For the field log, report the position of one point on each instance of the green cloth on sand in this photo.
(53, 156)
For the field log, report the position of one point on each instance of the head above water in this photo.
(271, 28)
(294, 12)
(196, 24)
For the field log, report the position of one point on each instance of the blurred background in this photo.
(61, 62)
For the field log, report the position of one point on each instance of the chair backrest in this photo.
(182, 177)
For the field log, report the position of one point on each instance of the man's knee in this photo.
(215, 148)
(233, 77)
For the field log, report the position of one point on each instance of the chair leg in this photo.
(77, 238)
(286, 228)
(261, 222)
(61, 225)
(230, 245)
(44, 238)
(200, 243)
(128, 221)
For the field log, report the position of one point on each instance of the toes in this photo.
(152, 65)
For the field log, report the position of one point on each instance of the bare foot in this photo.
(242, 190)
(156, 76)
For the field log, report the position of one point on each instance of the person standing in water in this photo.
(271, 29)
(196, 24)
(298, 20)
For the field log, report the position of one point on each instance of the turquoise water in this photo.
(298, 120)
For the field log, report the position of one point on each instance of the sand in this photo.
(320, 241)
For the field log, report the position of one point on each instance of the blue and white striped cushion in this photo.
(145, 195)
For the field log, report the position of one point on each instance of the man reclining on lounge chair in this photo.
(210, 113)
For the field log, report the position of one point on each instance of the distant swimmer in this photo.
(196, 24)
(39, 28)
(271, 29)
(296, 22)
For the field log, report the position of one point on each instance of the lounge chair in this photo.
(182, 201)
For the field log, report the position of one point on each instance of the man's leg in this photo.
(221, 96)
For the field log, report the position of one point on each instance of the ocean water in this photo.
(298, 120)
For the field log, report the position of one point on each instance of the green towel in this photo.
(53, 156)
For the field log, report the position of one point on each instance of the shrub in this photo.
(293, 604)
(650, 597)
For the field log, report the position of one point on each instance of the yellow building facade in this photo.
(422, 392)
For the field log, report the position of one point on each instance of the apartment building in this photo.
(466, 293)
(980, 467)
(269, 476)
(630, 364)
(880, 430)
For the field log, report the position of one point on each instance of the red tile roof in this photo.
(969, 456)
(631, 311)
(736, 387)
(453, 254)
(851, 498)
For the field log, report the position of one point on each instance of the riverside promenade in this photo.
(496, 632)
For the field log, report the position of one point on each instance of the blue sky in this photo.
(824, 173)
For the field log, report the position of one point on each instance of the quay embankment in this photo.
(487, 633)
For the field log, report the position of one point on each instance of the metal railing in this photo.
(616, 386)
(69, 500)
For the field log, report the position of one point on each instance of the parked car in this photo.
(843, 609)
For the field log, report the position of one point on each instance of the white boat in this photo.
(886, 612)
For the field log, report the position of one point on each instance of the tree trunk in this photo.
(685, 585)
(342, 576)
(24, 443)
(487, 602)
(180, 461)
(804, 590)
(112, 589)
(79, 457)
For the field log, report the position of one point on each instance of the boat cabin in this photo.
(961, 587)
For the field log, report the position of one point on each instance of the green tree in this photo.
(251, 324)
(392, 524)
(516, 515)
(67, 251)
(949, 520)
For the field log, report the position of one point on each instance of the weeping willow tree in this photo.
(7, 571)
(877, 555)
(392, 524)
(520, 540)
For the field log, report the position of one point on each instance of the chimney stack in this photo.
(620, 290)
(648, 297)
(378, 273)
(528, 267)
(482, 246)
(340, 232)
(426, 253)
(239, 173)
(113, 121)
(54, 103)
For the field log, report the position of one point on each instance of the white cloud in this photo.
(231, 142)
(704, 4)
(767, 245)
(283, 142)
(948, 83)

········

(TO DO):
Reproduce each line above verbatim, in its original order.

(RIGHT ANSWER):
For the field log, report the position of one point on each instance of the green cloth on sand in this photo.
(53, 156)
For the field log, report the position of one point on each instance of the head above water in this photo.
(271, 28)
(294, 12)
(196, 24)
For the field log, report the position of one point on each instance of the blurred background in this photo.
(61, 62)
For the field log, report the position of one point on each instance of the chair backrest in this photo.
(182, 177)
For the field log, report the position of one point on each instance of the man's knee in this photo.
(215, 148)
(233, 77)
For the field log, report the position of one point on each instance of the chair leg in this photo.
(77, 238)
(286, 228)
(261, 222)
(61, 225)
(230, 245)
(44, 238)
(200, 243)
(128, 221)
For the field log, report the position of one point on each instance of the toes in this photo.
(152, 65)
For the field log, report the position of one point on each instance of the bare foot in this photo.
(242, 190)
(156, 76)
For the field log, report the position of one point on each instance of the person standing in water in this photo.
(271, 29)
(196, 24)
(298, 20)
For the field log, report the position of one point on each instance of the turquoise water in this photo.
(298, 120)
For the field log, report the position of one point on each instance of the sand in this photo.
(320, 241)
For the field log, report the position of one point on each instance of the blue and white striped cushion in this photo.
(145, 195)
For the field log, report the position of one point on each instance of the man reclining on lounge chair in this photo.
(210, 113)
For the field log, report the position of one point on each instance of the distant swimmer in this photo.
(196, 24)
(39, 28)
(271, 29)
(296, 22)
For the field log, report the position of one point on each instance of the lounge chair in this photo.
(182, 201)
For the field log, report the position of one point on each instance of the man's leg in this photo.
(221, 96)
For the field log, report the position of one point on each instance of the ocean water in this photo.
(298, 120)
For the field log, report the position of one point on each instance of the green towel in this photo.
(53, 156)
For the field log, report the position of one point on each instance of the shrub in this photo.
(293, 604)
(650, 597)
For the field log, report the position of one point on each instance of the yellow building facade in this photo.
(422, 392)
For the field log, report the position of one point on each instance of the apartment building in this photo.
(466, 293)
(980, 467)
(269, 476)
(630, 364)
(880, 430)
For the field log, report the position of one point on each instance of the red tile roof in this photo.
(969, 456)
(631, 311)
(736, 387)
(453, 254)
(851, 498)
For the field log, report the position of one point on each instance of the riverside promenade in this photo.
(496, 632)
For the field log, report the position of one point on each instance of the blue sky in this photo.
(824, 173)
For the field log, report the position of one point on each instance of the quay embankment in this photo.
(487, 633)
For the field log, report the position of one point on each instance of the metal railing in this photo.
(616, 386)
(69, 500)
For the field log, report the position of one point on each instance of the parked car in this photo.
(843, 609)
For the field log, report the position of one point on each instance of the white boat in this photo.
(886, 612)
For the field log, report the position of one point on each instance of the tree trunk in this photo.
(685, 585)
(342, 576)
(24, 443)
(487, 602)
(180, 461)
(804, 590)
(112, 589)
(79, 457)
For the field log, report the position of one point on each instance of the boat cabin in this photo.
(961, 587)
For the field log, report the position of one point on each instance of the green tree in this photo.
(251, 324)
(392, 524)
(516, 515)
(67, 251)
(949, 520)
For the field log, report the position of one point on each instance of the weeping willow tree in this photo.
(7, 571)
(877, 555)
(392, 524)
(520, 540)
For the field log, report the position of one point on each instance of the chimney stack in this photo.
(620, 290)
(648, 297)
(378, 273)
(528, 267)
(482, 246)
(340, 232)
(426, 253)
(239, 173)
(113, 121)
(54, 103)
For the field log, report the position of one point on each instance of the white cloud in this photo.
(231, 142)
(704, 4)
(767, 245)
(283, 142)
(948, 83)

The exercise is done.